Psychologists make important decisions that affect the lives of their clients.
Fields of application include mental health, occupational fields, human factors,
decision-making and accident prevention, crisis and disaster intervention,
work with refugees and displaced citizens, work in schools to reduce educational
and social exclusion, and in general work with some of the most vulnerable
members of society. With the impact of major societal, technological and
economic changes in Europe, and changes in employment, patterns of work,
and the workplace, there are increasing needs for psychologists to work
both at an individual client level and at an organisational level.
As the complexity of human problems increases, the need for more assurance
of the quality of psychologists' competence grows. In all European countries,
psychologists are expanding both in number and in the range of fields of
application to meet the problems of current society.
Discussions within the European Federation of Professional Psychologists'
Associations (EFPPA) and the European Network of Organisational and Work
Psychologists (ENOP), and at national level (in all the partner countries)
have highlighted the urgent need for more effective means of mutual recognition
and probable convergence of professional formation training for psychologists.
◆ ◆ ◆ ◆
▶ [GIVEN REQUEST A] In the records, output everything from the line containing "Tag every instance of the lion's tail" down to the line containing "x=340 y=585" as a numbered list, including both of those lines and skipping any blank lines.
The passage about psychologists has no connection to the records that come after it.

▶ [SUPPLIED MATERIAL]
◆ ◆ ◆ ◆
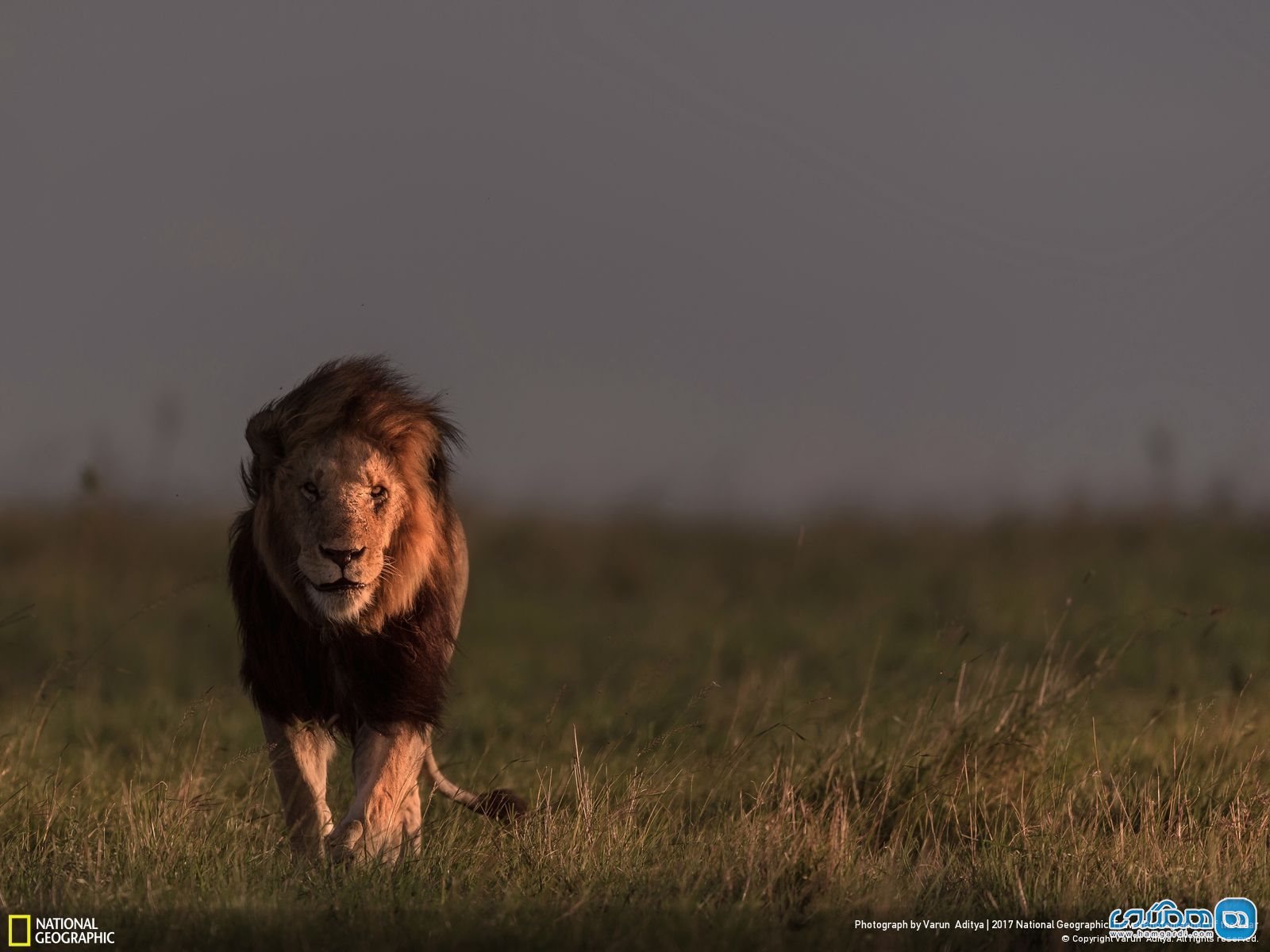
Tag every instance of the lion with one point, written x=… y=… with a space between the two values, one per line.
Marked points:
x=348 y=571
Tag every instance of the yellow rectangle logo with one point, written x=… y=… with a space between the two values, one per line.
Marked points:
x=14 y=943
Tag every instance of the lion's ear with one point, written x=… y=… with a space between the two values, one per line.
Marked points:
x=264 y=437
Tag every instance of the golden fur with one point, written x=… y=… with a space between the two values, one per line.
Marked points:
x=348 y=573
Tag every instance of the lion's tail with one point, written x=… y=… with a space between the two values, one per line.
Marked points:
x=497 y=804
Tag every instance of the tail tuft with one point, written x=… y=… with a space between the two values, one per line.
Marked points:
x=501 y=805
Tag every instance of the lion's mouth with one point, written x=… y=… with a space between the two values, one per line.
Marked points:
x=340 y=585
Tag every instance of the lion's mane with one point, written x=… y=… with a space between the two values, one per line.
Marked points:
x=389 y=666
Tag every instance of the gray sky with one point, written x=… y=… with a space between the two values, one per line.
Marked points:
x=725 y=255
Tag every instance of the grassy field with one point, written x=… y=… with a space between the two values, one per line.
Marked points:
x=730 y=736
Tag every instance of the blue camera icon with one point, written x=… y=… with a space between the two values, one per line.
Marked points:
x=1235 y=919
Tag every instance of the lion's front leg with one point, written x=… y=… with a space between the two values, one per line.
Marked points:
x=298 y=755
x=387 y=804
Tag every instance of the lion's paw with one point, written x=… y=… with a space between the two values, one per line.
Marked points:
x=346 y=843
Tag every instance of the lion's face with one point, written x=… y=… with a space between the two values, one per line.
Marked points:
x=342 y=501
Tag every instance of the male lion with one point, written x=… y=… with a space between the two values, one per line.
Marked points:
x=348 y=573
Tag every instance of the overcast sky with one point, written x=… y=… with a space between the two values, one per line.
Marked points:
x=698 y=255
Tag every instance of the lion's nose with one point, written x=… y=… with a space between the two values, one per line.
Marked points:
x=343 y=556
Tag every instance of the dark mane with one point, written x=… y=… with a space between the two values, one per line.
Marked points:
x=394 y=672
x=359 y=393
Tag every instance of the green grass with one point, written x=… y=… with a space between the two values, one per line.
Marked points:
x=730 y=736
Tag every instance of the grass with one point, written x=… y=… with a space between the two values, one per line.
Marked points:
x=730 y=736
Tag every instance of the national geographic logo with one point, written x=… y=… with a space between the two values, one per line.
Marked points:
x=25 y=931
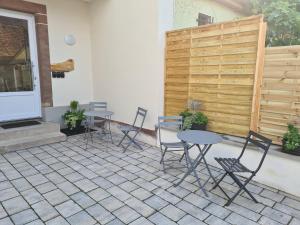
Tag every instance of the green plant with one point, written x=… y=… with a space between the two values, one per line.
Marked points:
x=283 y=18
x=291 y=139
x=185 y=114
x=197 y=118
x=74 y=116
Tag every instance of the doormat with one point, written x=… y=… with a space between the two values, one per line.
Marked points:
x=68 y=132
x=20 y=124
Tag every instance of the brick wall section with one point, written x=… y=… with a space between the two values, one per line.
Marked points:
x=40 y=13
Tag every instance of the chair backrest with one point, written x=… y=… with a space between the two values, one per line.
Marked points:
x=169 y=122
x=140 y=118
x=98 y=106
x=259 y=141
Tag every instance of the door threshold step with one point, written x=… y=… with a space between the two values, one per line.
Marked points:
x=30 y=141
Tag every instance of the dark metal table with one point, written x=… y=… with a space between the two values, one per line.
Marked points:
x=197 y=138
x=106 y=115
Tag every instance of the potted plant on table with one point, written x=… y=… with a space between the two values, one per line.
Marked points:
x=194 y=121
x=74 y=116
x=291 y=141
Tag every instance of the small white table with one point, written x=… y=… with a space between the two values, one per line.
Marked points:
x=106 y=115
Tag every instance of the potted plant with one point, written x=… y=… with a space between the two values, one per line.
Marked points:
x=74 y=116
x=291 y=141
x=194 y=121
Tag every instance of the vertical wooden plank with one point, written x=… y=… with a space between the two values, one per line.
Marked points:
x=258 y=76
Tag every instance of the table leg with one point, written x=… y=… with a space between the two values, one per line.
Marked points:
x=192 y=168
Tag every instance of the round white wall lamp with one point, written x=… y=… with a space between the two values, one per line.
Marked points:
x=70 y=40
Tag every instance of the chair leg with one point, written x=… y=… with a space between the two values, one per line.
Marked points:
x=242 y=187
x=122 y=138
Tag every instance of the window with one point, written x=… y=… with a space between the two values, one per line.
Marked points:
x=204 y=19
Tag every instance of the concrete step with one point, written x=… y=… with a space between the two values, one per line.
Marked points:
x=30 y=141
x=30 y=136
x=29 y=131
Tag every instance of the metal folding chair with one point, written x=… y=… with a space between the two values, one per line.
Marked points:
x=170 y=122
x=233 y=165
x=133 y=129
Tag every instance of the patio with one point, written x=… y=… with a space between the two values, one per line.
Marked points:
x=65 y=184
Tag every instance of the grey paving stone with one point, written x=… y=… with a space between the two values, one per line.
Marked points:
x=272 y=195
x=292 y=203
x=36 y=222
x=6 y=221
x=141 y=193
x=100 y=214
x=142 y=221
x=126 y=214
x=8 y=193
x=295 y=222
x=156 y=202
x=81 y=218
x=68 y=188
x=85 y=185
x=83 y=199
x=24 y=217
x=119 y=193
x=15 y=205
x=244 y=212
x=57 y=221
x=139 y=207
x=160 y=219
x=167 y=196
x=189 y=220
x=2 y=212
x=32 y=196
x=197 y=200
x=46 y=187
x=111 y=203
x=276 y=215
x=37 y=179
x=213 y=220
x=45 y=210
x=172 y=212
x=56 y=197
x=116 y=222
x=21 y=184
x=237 y=219
x=128 y=186
x=68 y=208
x=267 y=221
x=287 y=210
x=98 y=194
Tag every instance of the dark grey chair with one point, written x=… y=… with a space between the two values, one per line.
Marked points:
x=233 y=165
x=171 y=122
x=131 y=131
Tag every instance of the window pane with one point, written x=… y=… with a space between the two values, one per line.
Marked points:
x=15 y=63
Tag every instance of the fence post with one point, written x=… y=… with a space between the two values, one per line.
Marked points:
x=258 y=78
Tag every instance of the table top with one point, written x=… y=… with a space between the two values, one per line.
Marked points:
x=199 y=137
x=99 y=113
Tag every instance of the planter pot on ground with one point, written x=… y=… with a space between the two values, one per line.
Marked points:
x=199 y=127
x=291 y=152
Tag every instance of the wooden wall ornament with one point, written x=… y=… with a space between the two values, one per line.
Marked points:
x=59 y=69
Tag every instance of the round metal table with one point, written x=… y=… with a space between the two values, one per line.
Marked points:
x=106 y=115
x=198 y=138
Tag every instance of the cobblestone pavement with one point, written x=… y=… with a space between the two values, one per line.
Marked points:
x=64 y=183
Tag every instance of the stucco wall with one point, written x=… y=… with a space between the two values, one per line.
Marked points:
x=186 y=12
x=127 y=55
x=70 y=17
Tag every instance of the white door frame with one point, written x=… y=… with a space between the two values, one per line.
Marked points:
x=35 y=69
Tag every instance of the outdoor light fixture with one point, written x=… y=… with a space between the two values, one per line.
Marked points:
x=70 y=40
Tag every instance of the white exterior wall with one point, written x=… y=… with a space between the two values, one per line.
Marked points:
x=70 y=17
x=127 y=54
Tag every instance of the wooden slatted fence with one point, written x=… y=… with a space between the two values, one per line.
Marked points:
x=280 y=101
x=221 y=66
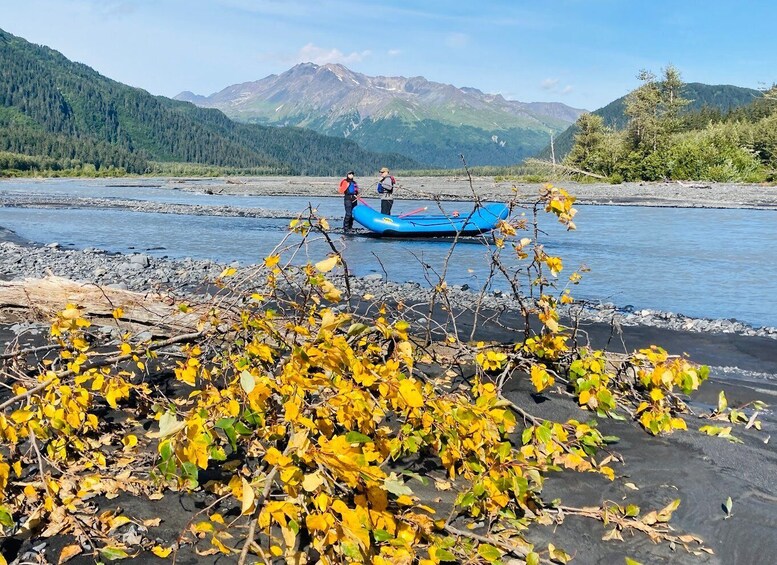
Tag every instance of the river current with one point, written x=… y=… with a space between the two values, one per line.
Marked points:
x=707 y=263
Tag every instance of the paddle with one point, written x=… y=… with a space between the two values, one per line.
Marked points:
x=406 y=214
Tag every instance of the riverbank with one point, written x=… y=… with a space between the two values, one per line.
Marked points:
x=457 y=188
x=701 y=471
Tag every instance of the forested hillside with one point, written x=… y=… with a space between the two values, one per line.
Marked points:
x=56 y=114
x=433 y=122
x=703 y=99
x=661 y=140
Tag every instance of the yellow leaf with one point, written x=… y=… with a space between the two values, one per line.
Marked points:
x=248 y=497
x=129 y=441
x=161 y=552
x=656 y=394
x=327 y=264
x=409 y=392
x=312 y=481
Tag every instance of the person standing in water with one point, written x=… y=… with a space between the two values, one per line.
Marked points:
x=386 y=190
x=350 y=191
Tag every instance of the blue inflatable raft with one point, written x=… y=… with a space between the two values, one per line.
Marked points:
x=483 y=219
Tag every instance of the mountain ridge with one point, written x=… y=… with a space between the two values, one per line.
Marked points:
x=422 y=116
x=720 y=97
x=55 y=108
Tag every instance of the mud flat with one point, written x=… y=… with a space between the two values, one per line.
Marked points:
x=701 y=471
x=674 y=194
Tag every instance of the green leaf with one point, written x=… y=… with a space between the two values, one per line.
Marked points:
x=6 y=518
x=467 y=500
x=357 y=437
x=489 y=552
x=247 y=381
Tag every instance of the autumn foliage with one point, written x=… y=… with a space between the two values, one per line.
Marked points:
x=324 y=435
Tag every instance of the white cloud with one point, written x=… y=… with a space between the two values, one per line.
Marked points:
x=457 y=40
x=321 y=55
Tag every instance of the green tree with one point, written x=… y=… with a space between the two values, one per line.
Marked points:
x=590 y=140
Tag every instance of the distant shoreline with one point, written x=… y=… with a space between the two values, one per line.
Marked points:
x=457 y=188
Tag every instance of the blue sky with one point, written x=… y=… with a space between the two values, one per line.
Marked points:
x=582 y=53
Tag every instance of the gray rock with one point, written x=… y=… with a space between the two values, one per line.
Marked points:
x=140 y=259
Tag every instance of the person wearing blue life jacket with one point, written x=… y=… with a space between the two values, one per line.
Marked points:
x=350 y=191
x=386 y=190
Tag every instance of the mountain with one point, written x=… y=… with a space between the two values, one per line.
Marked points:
x=70 y=115
x=432 y=122
x=722 y=98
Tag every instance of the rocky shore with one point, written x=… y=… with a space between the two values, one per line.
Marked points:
x=456 y=188
x=700 y=470
x=143 y=272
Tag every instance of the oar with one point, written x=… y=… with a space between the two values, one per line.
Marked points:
x=406 y=214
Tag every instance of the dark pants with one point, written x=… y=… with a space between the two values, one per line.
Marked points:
x=349 y=201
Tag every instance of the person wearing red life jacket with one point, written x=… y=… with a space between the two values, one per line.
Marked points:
x=350 y=191
x=386 y=190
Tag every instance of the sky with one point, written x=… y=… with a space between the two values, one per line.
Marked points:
x=584 y=53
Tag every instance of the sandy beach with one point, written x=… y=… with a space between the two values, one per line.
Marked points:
x=700 y=470
x=678 y=194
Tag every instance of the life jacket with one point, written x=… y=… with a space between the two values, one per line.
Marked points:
x=345 y=185
x=382 y=189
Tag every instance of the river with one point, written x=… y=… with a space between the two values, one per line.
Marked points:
x=709 y=263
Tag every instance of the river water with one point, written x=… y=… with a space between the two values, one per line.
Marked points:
◆ ◆ ◆ ◆
▶ [GIVEN REQUEST B] In the passage on psychologists, what grows as the complexity of human problems increases?

▶ [CORRECT RESPONSE A]
1. Tag every instance of the lion's tail with one point, written x=… y=… with a space between the two values, one per line.
2. Marked points:
3. x=497 y=804
4. Tag every instance of the tail tuft with one point, written x=… y=… with a space between the two values, one per line.
5. Marked points:
6. x=501 y=805
7. Tag every instance of the lion's mouth with one point, written x=… y=… with a space between the two values, one per line.
8. Marked points:
9. x=340 y=585

▶ [CORRECT RESPONSE B] The need for more assurance of the quality of psychologists' competence grows.